* _Excerpt_:
____
Studies on the relationship between isotretinoin and mood disorders have been mixed.

Anecdotally, Dr. Gabriel reports that she does see minor mood disturbance in about 5 to 10 percent of her isotretinoin patients during treatment. “There’s no new onset of severe depression or high-grade anxiety, but rather a low-grade irritability,” she says. But ultimately, she adds, this side effect is generally mild and goes away after the patient ends their course of the drug. “With proper self-awareness and open communication with you doctor, [it] can be managed.”

Either way, Dr. Stevenson says that all patients should be aware of the correlation before embarking on a course of isotretinoin and exercise particular caution if they have a history of depression or suicidal thoughts. “You want patients to know there can be an idiosyncratic response where they may feel really bad, and if that happens, to stop taking the medication and call [their dermatologist] right away,” she says. “I think anyone who has a history of depression should also have a psychiatrist on board who checks in with them [during and after their course of treatment].”

The connection between isotretinoin and inflammatory bowel disease is also tenuous. When Accutane was discontinued in 2009, Roche claimed it was for financial reasons, with media citing declining sales in the face of increased competition from generics and an uptick in personal injury lawsuits. Through it all, the pharmaceutical company continued to staunchly vouch for the drug’s safety. Yet shortly before this, studies started to indicate that isotretinoin might serve as an IBD trigger in some patients, leading to speculation that this was the real reason behind Accutane’s downfall. Subsequent research was mixed—some showed no causation between isotretinoin and IBD, while another study demonstrated a small risk increase for ulcerative colitis with prior isotretinoin use. However, Dr. Stevenson says that more research needs to be done to conclusively connect the drug with an increase in IBD risk. “There’s not enough evidence to prove or disprove,” she says. “Sometimes that’s not a satisfying answer, but it’s the best data we have,” she says.

Bottom line: Are the Accutane side effects really worth it?

It’s impossible to generalize whether isotretinoin is a good option for everyone who needs it, as each person will react to it differently based on their own biology. But it’s important to remember there’s no rule stating a person has to complete a full course of the drug if they’re experiencing worrying side effects—they can stop taking it at any time. “It’s more like, can we continue this safely and if so, how? Or if, for whatever reason, is this not the right choice, what’s the next plan?” says Dr. Stevenson. This is why it’s so important to be up front with your dermatologist about any side effects during monthly appointments, she notes.
____
* _Source data_:

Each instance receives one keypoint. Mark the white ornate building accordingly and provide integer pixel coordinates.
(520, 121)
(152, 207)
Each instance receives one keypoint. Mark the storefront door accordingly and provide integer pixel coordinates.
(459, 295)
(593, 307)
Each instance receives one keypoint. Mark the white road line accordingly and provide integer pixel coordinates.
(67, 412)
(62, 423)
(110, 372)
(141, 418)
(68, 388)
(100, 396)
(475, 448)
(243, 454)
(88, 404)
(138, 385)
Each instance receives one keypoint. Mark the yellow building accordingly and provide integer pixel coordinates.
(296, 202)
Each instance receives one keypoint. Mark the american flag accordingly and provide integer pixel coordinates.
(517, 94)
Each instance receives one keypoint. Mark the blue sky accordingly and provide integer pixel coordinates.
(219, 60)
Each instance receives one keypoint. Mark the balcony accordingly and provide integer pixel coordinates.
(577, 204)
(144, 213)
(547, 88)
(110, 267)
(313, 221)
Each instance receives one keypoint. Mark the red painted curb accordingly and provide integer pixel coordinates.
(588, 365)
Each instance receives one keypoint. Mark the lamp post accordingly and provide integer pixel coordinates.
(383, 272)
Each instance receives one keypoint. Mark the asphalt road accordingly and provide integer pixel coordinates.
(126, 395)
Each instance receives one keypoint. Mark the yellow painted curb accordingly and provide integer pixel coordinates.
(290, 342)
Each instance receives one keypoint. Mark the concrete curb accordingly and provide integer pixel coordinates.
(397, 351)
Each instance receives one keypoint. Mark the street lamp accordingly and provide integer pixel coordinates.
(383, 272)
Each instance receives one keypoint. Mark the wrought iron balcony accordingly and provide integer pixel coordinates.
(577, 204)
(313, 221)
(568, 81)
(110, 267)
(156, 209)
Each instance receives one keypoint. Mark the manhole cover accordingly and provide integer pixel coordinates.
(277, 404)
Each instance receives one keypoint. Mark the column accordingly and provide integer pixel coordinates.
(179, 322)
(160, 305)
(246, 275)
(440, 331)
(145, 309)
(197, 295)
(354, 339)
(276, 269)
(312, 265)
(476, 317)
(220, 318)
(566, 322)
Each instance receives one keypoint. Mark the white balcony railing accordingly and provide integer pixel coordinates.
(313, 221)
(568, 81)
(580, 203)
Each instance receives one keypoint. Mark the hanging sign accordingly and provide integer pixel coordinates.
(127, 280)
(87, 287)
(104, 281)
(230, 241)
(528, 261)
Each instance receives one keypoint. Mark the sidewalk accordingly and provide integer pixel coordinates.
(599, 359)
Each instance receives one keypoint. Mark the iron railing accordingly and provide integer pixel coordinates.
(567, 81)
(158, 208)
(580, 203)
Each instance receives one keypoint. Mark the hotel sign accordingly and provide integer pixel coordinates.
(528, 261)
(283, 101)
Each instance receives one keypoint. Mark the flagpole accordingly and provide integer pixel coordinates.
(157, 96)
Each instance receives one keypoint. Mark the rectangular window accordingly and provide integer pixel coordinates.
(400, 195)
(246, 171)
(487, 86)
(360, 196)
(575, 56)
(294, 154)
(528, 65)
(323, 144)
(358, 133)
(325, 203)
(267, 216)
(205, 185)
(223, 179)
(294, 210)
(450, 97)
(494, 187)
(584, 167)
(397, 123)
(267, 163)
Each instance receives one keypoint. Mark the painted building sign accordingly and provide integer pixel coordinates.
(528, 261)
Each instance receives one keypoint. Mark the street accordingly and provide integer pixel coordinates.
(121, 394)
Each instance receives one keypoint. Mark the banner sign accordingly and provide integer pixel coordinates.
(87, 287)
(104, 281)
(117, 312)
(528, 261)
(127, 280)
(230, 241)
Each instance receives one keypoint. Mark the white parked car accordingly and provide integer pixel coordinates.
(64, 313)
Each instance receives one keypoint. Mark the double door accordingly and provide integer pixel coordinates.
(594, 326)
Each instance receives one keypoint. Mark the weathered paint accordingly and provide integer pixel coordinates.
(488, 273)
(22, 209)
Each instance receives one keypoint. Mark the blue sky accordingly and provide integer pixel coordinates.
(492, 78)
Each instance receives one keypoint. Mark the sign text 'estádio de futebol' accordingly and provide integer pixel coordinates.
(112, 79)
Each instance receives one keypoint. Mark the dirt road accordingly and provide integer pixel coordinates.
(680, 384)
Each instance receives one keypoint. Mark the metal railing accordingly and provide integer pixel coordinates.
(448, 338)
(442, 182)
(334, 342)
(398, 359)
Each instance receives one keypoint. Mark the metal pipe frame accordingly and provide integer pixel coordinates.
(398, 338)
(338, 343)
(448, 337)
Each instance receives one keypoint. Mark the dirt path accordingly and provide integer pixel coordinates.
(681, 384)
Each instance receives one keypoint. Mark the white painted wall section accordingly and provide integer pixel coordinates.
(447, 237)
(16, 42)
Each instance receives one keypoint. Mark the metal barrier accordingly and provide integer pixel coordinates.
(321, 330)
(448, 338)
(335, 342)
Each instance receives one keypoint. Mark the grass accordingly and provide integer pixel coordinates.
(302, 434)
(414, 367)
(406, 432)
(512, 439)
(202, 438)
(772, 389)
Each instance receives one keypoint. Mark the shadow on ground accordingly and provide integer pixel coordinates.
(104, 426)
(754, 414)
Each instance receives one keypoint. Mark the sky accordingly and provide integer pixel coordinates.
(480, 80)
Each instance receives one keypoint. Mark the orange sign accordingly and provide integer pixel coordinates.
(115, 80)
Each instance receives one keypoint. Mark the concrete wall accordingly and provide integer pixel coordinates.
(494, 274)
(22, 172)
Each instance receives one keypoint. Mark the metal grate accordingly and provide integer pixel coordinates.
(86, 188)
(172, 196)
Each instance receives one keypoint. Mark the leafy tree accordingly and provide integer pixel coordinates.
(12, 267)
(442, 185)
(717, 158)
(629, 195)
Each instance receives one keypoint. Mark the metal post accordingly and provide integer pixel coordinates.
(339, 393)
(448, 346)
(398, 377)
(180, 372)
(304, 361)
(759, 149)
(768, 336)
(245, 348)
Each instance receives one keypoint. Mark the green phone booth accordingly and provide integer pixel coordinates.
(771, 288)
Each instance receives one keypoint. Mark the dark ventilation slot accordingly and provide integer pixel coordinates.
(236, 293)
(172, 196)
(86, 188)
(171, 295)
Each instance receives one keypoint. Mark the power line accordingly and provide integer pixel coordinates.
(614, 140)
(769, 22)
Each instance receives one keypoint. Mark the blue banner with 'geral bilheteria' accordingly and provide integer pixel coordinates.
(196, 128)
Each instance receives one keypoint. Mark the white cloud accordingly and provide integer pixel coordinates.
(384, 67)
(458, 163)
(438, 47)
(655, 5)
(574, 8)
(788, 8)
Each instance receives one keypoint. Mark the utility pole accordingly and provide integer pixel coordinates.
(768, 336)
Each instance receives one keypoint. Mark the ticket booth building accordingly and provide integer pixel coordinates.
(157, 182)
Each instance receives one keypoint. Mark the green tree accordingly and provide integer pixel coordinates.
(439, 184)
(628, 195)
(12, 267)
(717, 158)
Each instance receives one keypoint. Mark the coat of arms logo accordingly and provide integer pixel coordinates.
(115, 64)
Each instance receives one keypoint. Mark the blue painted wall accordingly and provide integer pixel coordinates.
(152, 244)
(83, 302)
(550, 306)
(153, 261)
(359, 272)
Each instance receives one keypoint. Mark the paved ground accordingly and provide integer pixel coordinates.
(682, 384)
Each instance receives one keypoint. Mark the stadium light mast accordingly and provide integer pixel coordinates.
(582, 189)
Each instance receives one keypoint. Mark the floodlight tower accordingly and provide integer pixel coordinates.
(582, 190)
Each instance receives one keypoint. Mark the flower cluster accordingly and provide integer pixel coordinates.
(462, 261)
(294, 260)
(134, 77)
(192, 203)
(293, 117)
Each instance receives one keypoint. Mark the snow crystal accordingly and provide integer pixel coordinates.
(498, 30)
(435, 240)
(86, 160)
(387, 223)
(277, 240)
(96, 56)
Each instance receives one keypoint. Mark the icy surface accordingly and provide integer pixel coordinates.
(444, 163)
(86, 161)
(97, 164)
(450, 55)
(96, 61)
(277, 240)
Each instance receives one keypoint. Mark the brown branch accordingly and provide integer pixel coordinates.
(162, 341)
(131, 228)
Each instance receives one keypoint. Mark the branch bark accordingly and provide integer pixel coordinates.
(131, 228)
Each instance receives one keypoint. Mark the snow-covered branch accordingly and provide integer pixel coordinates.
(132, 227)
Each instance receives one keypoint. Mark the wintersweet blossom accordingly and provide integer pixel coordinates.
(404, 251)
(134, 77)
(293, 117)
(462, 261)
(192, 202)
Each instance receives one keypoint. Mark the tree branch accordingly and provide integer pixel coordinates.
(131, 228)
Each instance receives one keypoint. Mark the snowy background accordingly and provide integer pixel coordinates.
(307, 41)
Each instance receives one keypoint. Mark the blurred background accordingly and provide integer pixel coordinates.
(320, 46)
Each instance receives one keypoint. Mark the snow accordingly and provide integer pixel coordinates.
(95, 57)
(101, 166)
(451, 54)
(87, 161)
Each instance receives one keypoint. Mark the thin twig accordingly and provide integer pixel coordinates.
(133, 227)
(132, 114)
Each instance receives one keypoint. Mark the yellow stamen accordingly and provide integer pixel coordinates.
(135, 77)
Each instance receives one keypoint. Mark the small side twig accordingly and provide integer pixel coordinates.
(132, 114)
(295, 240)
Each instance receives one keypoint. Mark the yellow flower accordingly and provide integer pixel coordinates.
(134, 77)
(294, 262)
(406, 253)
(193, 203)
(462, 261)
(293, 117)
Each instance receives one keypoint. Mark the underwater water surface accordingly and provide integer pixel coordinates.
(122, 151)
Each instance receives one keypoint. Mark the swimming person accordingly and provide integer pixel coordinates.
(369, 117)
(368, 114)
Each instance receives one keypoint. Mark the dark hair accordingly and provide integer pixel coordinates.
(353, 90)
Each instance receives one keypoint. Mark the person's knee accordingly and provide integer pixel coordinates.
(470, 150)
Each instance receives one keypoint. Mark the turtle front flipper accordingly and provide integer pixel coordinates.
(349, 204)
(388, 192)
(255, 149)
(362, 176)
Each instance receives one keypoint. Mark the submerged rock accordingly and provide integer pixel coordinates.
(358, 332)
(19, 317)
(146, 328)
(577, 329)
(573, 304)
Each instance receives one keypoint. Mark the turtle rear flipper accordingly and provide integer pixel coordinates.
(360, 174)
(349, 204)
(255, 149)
____
* _Exercise tasks_:
1. Reproduce the isotretinoin excerpt from "Bottom line: Are" to "appointments, she notes.".
2. Render this sentence from the isotretinoin excerpt in Spanish: "The connection between isotretinoin and inflammatory bowel disease is also tenuous."
3. Name every person and every company mentioned by name in the isotretinoin excerpt.

* _Response list_:
1.
Bottom line: Are the Accutane side effects really worth it?

It’s impossible to generalize whether isotretinoin is a good option for everyone who needs it, as each person will react to it differently based on their own biology. But it’s important to remember there’s no rule stating a person has to complete a full course of the drug if they’re experiencing worrying side effects—they can stop taking it at any time. “It’s more like, can we continue this safely and if so, how? Or if, for whatever reason, is this not the right choice, what’s the next plan?” says Dr. Stevenson. This is why it’s so important to be up front with your dermatologist about any side effects during monthly appointments, she notes.

2. La relación entre la isotretinoína y la enfermedad inflamatoria intestinal también es tenue.

3. Dr. Gabriel, Dr. Stevenson, Roche